4.2.3. Freiwillige im Sozialen System

Da Japan nicht die Möglichkeit hat, wie in Deutschland Zivildienstleistende für die soziale Versorgung einzusetzten, ist das soziale System auf die Mithilfe von Freiwilligen angewiesen, welche in vielerlei Formen existieren. In Japan wird versucht die auf den bäuerlichen Dorfgemeinschaften aus der vorindustriellen Zeit beruhenden nachbarschaftlichen Netzwerke, welche in der Meiji-Restauration formal abgeschafft wurden, zu reaktivieren. Nachbarschaftsvereinigungen (chónaikai oder jichikai) sind durch ihre Funktion als unterstes administratives Organ und gleichzeitig als Interessenvertretung der Bürger als "janusköpfig" charakterisierbar. Ihre Einbeziehung, z.T. auch als "Wahlunterstützungsvereine", ist nicht unumstritten, da sie in den 30er Jahren bis zum Ende des Zweiten Weltkrieg zur politischen Indoktrinierung mißbraucht wurden. Die Nachbarschaftsvereinigungen übernehmen kostengünstig Gemeinschaftsaufgaben, welche in anderen Ländern vom Staat oder Kommunen übernommen werden (z.B. Straßenreinigung, Verkehrssicherheitskampagnen, Erdbebenübungen und abendliche Feuerpatrouillen). Bei nächtlichen Rundgängen werden z.T. auch die Zahl und der Zustand der Obdachlosen registriert und diesen z.T. konkrete Hilfe gewährt.

Für die Pflege von alten oder kranken Familienangehörigen (s.o.) werden die sogenannten "häusliche Helfer" (hómu herupá) eingesetzt, um die Familien bei der häuslichen Pflege zu unterstützen. Bei diesen Freiwilligen handelt es sich überwiegend um rüstige Alte und Frauen im mittleren Alter, welche nach der Erziehung ihrer Kinder eine neue Aufgabe suchen. Seit den 70er Jahren werden Hausfrauen und Studenten als Volunteers (borantia katsudó) nach amerikanischen Vorbild unterstützend im Pflegebereich eingesetzt. Um Freiwillige zu gewinnen wird diesen eine Aufwandsentschädigung bezahlt, die vergleichbar mit Löhnen für Aushilfsarbeiten ist.

★ ★ ★ ★ ★ ★ ★

#### [Aufgaben]
A: Beantworte zum Text über Freiwillige im sozialen System Japans diese Fragen:
(i) Welche Gemeinschaftsaufgaben übernehmen die Nachbarschaftsvereinigungen kostengünstig als Beispiele?
(ii) Seit wann werden Hausfrauen und Studenten als Volunteers im Pflegebereich eingesetzt?
(iii) Wofür wurden die Nachbarschaftsvereinigungen in den 30er Jahren bis zum Ende des Zweiten Weltkriegs missbraucht?
B: Führe den Text über Freiwillige im sozialen System Japans nach seinem letzten Satz mit einem weiteren Absatz fort.
Die Datensätze stammen aus einer anderen Quelle.

#### [Datensätze aus einer Datensammlung]
★ ★ ★ ★ ★ ★ ★

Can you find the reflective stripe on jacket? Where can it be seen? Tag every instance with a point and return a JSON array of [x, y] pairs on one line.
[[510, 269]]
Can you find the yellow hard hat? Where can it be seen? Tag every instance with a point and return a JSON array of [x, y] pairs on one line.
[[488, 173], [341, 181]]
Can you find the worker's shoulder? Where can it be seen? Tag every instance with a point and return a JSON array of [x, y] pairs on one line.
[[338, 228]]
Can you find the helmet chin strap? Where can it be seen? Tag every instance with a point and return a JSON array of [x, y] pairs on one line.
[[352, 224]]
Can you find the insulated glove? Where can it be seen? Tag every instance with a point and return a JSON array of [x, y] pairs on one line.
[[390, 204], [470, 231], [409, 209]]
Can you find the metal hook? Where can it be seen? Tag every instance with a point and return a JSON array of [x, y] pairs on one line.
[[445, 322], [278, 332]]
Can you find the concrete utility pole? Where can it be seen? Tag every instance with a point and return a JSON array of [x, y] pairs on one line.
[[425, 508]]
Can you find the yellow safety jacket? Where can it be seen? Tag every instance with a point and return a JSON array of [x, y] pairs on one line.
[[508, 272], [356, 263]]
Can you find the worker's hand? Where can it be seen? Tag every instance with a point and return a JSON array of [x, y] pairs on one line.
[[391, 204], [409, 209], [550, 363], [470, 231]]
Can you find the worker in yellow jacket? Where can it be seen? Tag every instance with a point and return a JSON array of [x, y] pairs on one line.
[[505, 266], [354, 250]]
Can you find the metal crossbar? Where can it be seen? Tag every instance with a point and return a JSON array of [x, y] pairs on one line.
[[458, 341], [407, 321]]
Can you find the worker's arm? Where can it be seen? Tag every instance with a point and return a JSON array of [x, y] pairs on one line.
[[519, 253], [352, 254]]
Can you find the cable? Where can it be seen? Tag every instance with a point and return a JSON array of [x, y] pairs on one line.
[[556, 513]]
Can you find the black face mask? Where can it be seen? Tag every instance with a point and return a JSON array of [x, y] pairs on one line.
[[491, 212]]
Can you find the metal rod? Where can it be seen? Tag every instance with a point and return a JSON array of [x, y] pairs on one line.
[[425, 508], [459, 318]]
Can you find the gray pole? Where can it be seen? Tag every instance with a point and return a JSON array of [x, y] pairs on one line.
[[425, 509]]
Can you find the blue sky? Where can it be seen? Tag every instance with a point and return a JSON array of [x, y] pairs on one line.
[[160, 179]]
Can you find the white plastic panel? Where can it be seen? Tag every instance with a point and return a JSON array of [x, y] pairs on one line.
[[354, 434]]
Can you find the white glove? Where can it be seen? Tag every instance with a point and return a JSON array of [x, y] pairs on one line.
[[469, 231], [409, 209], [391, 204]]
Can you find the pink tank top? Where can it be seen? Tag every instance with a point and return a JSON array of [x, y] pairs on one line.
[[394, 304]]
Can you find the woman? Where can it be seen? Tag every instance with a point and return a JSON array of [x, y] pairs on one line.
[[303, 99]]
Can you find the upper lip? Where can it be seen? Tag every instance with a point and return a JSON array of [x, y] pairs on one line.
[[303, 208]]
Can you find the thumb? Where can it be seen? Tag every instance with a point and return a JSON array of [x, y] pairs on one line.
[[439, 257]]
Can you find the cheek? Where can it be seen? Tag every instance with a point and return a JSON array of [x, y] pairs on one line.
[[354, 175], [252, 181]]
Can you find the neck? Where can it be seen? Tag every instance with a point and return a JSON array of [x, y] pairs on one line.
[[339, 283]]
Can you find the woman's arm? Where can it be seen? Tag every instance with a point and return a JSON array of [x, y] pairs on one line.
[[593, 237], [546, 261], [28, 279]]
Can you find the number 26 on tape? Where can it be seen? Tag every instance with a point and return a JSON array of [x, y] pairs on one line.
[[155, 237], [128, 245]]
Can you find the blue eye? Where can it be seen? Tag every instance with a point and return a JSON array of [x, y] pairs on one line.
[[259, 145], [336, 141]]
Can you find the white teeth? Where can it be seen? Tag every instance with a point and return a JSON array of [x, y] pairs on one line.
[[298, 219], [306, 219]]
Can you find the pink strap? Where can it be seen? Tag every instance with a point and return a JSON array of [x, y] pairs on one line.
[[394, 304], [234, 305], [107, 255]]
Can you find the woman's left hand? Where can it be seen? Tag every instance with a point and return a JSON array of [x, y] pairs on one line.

★ ★ ★ ★ ★ ★ ★

#### [Antworten]
A:
(i) Straßenreinigung, Verkehrssicherheitskampagnen, Erdbebenübungen und abendliche Feuerpatrouillen.
(ii) Seit den 70er Jahren.
(iii) Zur politischen Indoktrinierung.

B:
Eine andere Gruppe von Freiwilligen sind die "ehrenamtlichen Wolfahrtspfleger" (minsei iin), deren Zahl in den 80er Jahren von 169.068 (1980) auf 183.321 (1990) Personen erhöht wurde. Die minsei iin, mit einem Durchschnittsalter von etwa 58 Jahren, werden von den Präfekturgouverneuren für drei Jahre ernannt. Sie erhalten eine spezielle Ausbildung und eine knapp bemessene Aufwandsentschädigung. Sie stellen einen Kontakt zwischen den Bewohnern und den Sozialbehörden her um kommunale Wohlfarhtsaktivitäten zu organisieren und leisten instrumentelle und kognitive Beratung und Unterstützung. Üblicherweise richten sich Betroffene zuerst an die minsei iin, bevor sie sich an die Sozialbehörde wenden und so einen sozialen Abstieg eingestehen. Durch das Vorhandensein dieser semi-professionellen Helfer wurden die sozialen Kosten gesenkt, jedoch wurde die Entwicklung einer professionellen Sozialarbeit verschleppt. Heute ist nur eine geringe Anzahl von Sozialarbeiter tätig und die kommunalen Sozialämter mit Verwaltungsamten auf Zeit besetzt sind, die sich nicht mit der Problematik der sozial Benachteiligten identifizieren können.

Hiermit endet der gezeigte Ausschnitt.